_Task objective_. Would you please transcribe the records below exactly, leaving out the pictures?

Point localization data
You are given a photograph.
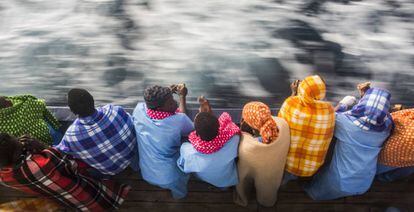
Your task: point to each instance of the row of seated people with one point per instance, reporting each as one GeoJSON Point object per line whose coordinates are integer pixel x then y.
{"type": "Point", "coordinates": [162, 143]}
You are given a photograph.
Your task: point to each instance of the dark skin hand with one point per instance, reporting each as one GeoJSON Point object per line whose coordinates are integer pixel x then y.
{"type": "Point", "coordinates": [246, 128]}
{"type": "Point", "coordinates": [31, 145]}
{"type": "Point", "coordinates": [204, 105]}
{"type": "Point", "coordinates": [363, 87]}
{"type": "Point", "coordinates": [182, 92]}
{"type": "Point", "coordinates": [294, 87]}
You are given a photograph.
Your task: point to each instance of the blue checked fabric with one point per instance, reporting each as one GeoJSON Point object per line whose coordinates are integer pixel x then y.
{"type": "Point", "coordinates": [105, 141]}
{"type": "Point", "coordinates": [372, 111]}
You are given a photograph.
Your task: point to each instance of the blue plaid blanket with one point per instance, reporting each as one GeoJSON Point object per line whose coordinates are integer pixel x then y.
{"type": "Point", "coordinates": [372, 111]}
{"type": "Point", "coordinates": [106, 140]}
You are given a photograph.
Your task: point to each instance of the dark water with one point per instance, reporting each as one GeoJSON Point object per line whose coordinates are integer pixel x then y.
{"type": "Point", "coordinates": [230, 51]}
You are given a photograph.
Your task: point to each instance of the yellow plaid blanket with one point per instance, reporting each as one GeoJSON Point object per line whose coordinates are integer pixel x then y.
{"type": "Point", "coordinates": [311, 123]}
{"type": "Point", "coordinates": [33, 204]}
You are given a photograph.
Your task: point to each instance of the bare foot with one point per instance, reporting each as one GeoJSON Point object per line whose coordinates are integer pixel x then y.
{"type": "Point", "coordinates": [204, 105]}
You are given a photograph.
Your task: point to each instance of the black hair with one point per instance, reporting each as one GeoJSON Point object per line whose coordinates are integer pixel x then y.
{"type": "Point", "coordinates": [156, 96]}
{"type": "Point", "coordinates": [245, 127]}
{"type": "Point", "coordinates": [81, 102]}
{"type": "Point", "coordinates": [206, 126]}
{"type": "Point", "coordinates": [6, 149]}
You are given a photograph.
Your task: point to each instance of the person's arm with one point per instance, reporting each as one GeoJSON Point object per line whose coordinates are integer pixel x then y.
{"type": "Point", "coordinates": [363, 87]}
{"type": "Point", "coordinates": [345, 103]}
{"type": "Point", "coordinates": [182, 92]}
{"type": "Point", "coordinates": [32, 145]}
{"type": "Point", "coordinates": [204, 105]}
{"type": "Point", "coordinates": [294, 87]}
{"type": "Point", "coordinates": [51, 119]}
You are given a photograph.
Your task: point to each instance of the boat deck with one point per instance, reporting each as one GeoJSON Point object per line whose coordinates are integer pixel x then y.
{"type": "Point", "coordinates": [204, 197]}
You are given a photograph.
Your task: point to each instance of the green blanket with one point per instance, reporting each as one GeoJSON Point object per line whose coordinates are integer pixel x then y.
{"type": "Point", "coordinates": [28, 115]}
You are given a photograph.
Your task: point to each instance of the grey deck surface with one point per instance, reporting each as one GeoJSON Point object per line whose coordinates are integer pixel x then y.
{"type": "Point", "coordinates": [292, 198]}
{"type": "Point", "coordinates": [204, 197]}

_Result_.
You are given a photograph.
Your task: point to each instance of the row of seated people with one point per instance, reporting each as one GeoJSON Point object per line whose coordinates are integer pixel x then y.
{"type": "Point", "coordinates": [162, 143]}
You are given a photograph.
Your task: point to each instance of the dark skin hand with one point per instance, reporting each as one GeoJSON Point object per line whose coordinates are integer pixel x then y.
{"type": "Point", "coordinates": [246, 128]}
{"type": "Point", "coordinates": [31, 145]}
{"type": "Point", "coordinates": [204, 105]}
{"type": "Point", "coordinates": [363, 87]}
{"type": "Point", "coordinates": [182, 92]}
{"type": "Point", "coordinates": [294, 87]}
You are given a photograph.
Your task: point to each instance of the blue checked fabric with one point per instance, reporting each as one GeoJSON Point object per line whose coordinates are integer pixel x then y.
{"type": "Point", "coordinates": [105, 141]}
{"type": "Point", "coordinates": [372, 111]}
You are given a photograph.
Your task: point to each instance of the blue plaid blanket with one point per instance, reporting each as one GeoJSON Point object per line whose coordinates are integer pixel x then y.
{"type": "Point", "coordinates": [372, 111]}
{"type": "Point", "coordinates": [106, 140]}
You are given a photograph.
Your task: point to each instance of the dark water with one point per instance, reporting each as one GeoJSON Point object per line whose coordinates are integer pixel x then y.
{"type": "Point", "coordinates": [230, 51]}
You are given a photograph.
Your task: point to each instance of the yellow plaid blanket with one point per instance, reporting each as one GeoJSON Point object per line whose coordinates are integer pixel x then y.
{"type": "Point", "coordinates": [311, 123]}
{"type": "Point", "coordinates": [33, 204]}
You are given a photograph.
Your task: point to each instance of the bare foot with one point per instance, reporting each as one GeoJSON Point object per line whose coordinates are integer pixel x then y.
{"type": "Point", "coordinates": [204, 105]}
You are given a photograph.
Your task: point to each instance of the black hair with one point per instance, reporting each as one GeoJSON Point object per line whose coordinates are integer pixel x then y.
{"type": "Point", "coordinates": [156, 96]}
{"type": "Point", "coordinates": [245, 127]}
{"type": "Point", "coordinates": [81, 102]}
{"type": "Point", "coordinates": [206, 126]}
{"type": "Point", "coordinates": [6, 149]}
You are given a photograph.
Your task: point to each instance of the person's arm with one point per instance, reporting each as one GeoJSON Point object per line whose coordinates are integer pixel x then y.
{"type": "Point", "coordinates": [363, 87]}
{"type": "Point", "coordinates": [345, 103]}
{"type": "Point", "coordinates": [182, 92]}
{"type": "Point", "coordinates": [32, 145]}
{"type": "Point", "coordinates": [204, 105]}
{"type": "Point", "coordinates": [294, 87]}
{"type": "Point", "coordinates": [51, 119]}
You are given a photograph.
Your task: point to each instance of the boat deck with one point per instance, reporting each as one GeoJSON Point object per line whose coordinates are integer pixel x then y.
{"type": "Point", "coordinates": [204, 197]}
You are given a photograph.
Your task: point to each instance of the green blanket with one point per instance, reporting each as one GeoJSON Point object per line whose coordinates are integer pixel x then y.
{"type": "Point", "coordinates": [28, 115]}
You are given a photograph.
Your task: point to each instance of the grey deck surface with one point per instance, reporting each as one GeoJSON Point object per line whose coordinates are integer pixel x then y.
{"type": "Point", "coordinates": [292, 198]}
{"type": "Point", "coordinates": [204, 197]}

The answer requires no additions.